Record set
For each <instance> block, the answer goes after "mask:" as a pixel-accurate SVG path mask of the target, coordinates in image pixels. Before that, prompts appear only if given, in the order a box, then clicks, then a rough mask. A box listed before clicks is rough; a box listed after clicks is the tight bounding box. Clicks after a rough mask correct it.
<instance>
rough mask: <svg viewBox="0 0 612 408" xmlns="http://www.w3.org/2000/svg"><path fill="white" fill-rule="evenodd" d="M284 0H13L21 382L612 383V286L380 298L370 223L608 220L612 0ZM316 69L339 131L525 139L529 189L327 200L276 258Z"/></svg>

==

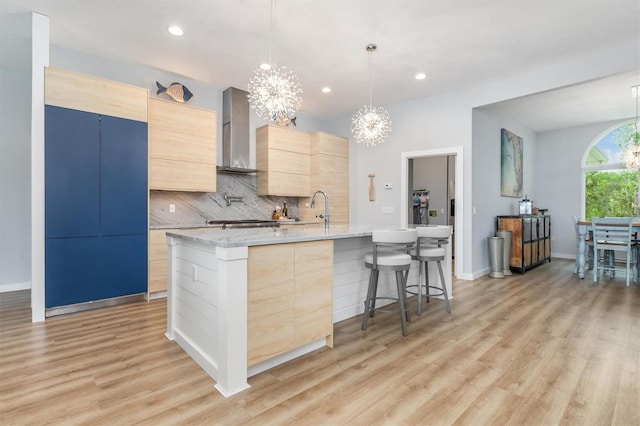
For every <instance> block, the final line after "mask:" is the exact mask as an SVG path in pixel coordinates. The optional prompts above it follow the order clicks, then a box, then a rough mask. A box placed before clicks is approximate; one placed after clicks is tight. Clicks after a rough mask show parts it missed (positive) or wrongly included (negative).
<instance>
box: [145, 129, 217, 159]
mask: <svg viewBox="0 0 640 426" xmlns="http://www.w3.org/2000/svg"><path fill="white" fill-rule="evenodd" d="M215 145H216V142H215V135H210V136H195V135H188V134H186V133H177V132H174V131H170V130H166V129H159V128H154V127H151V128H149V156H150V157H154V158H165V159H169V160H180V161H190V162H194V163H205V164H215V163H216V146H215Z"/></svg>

...

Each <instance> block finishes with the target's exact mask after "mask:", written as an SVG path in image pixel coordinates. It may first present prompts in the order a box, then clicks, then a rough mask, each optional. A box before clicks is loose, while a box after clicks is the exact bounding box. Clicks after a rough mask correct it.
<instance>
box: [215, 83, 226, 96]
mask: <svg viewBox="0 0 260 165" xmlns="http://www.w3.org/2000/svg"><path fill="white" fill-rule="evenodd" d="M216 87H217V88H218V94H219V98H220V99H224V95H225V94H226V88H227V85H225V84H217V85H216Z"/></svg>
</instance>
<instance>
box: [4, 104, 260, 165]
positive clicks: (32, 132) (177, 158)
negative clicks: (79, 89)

Exercise instructions
Reproduce the lines word for word, beginning at the line that contains "For each <instance>" and stopping after the line that contains "rough mask: <svg".

Result of this task
For each <instance> block, the answer goes after "mask:" as a pixel-accurate SVG path mask of the target, coordinates in image pixels. Before that, prompts appear only if given, in the order a box, then clicks, then a rough mask. A box listed before clicks is rough; a box listed after clicks is the tight bounding box. Clicks after a rough mask correct it.
<instance>
rough mask: <svg viewBox="0 0 612 408" xmlns="http://www.w3.org/2000/svg"><path fill="white" fill-rule="evenodd" d="M284 0H13L21 382L612 383V286L380 298L370 223L608 220L612 0ZM316 69L339 131L525 139L529 189L327 200L276 258Z"/></svg>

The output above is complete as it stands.